Summarize the Father's Day passage in two sentences.
[[ Passage provided, beginning ]]
Father’s Day aims to throw light on the influence of fathers in the lives of their kids and society at large. While the dates vary from country to country, it is largely celebrated on the third Sunday in June and this year it falls on June 21.
The concept of Father’s Day was founded by Sonora Smart Dodd, the daughter of American Civil War veteran William Jackson Smart in America, in the year 1910. While hearing a church sermon about the newly recognised Mother’s Day at Central Methodist Episcopal Church, Dodd felt fatherhood also needed recognition and approached the Spokane Ministerial Alliance and suggested her own father’s birthday, June 5, as the day to honour fathers. Instead, the Alliance chose the third Sunday of June to celebrate.
Since then, as many as 111 countries but in countries like Australia and New Zealand it is celebrated on the first Sunday in the month of September while in Brazil, it is observed on the second Sunday of August.
[[ Passage provided, end ]]
[[ Raw data, beginning ]]
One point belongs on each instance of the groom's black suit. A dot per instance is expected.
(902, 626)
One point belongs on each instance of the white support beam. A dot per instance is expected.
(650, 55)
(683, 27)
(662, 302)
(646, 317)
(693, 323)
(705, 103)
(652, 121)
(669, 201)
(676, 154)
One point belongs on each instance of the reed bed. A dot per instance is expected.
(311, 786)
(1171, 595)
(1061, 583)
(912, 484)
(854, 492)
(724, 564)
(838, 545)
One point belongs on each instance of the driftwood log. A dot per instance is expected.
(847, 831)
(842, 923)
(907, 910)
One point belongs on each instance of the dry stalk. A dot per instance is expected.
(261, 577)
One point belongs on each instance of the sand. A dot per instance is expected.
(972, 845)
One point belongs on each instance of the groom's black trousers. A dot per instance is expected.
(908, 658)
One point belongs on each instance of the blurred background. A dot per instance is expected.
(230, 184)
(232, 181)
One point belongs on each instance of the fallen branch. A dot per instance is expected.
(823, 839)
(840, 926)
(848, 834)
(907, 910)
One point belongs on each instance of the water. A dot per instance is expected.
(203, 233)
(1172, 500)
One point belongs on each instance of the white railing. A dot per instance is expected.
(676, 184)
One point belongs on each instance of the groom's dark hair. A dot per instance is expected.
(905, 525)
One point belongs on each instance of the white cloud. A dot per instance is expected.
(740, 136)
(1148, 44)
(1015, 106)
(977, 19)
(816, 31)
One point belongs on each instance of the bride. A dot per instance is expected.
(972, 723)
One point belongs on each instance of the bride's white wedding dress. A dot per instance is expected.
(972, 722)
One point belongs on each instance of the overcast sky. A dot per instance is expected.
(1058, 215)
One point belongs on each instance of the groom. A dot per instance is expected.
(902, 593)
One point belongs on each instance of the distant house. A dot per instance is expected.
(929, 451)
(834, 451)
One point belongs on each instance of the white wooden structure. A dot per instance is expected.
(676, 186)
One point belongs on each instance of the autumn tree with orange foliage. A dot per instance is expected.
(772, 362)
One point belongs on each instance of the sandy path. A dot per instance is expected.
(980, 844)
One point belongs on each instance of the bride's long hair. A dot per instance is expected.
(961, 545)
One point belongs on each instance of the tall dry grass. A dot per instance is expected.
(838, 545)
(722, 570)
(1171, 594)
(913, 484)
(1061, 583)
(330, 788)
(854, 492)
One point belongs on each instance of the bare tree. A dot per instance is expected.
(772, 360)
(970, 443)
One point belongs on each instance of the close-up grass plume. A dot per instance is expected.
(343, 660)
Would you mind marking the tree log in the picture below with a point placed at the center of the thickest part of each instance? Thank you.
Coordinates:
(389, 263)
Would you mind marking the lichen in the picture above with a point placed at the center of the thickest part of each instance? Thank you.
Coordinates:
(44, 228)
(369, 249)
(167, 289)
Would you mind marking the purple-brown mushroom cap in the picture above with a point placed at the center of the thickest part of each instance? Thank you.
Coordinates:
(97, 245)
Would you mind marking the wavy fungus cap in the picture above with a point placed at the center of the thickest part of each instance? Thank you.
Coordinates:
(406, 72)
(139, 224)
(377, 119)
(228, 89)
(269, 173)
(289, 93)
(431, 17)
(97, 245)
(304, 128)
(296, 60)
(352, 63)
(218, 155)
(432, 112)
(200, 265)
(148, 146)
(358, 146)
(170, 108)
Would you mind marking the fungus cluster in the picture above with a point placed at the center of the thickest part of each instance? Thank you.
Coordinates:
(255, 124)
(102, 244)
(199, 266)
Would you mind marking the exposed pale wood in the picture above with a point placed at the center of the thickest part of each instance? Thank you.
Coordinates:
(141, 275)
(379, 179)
[[ Raw data, end ]]
Written solution: Father's Day highlights the influence of fathers on their children and on society, and although dates vary by country, it is largely celebrated on the third Sunday in June; Australia and New Zealand observe it on the first Sunday of September and Brazil on the second Sunday of August. Sonora Smart Dodd, daughter of American Civil War veteran William Jackson Smart, founded the idea in 1910 after hearing a sermon about Mother's Day and proposed her father's birthday, June 5, but the Spokane Ministerial Alliance chose the third Sunday of June instead.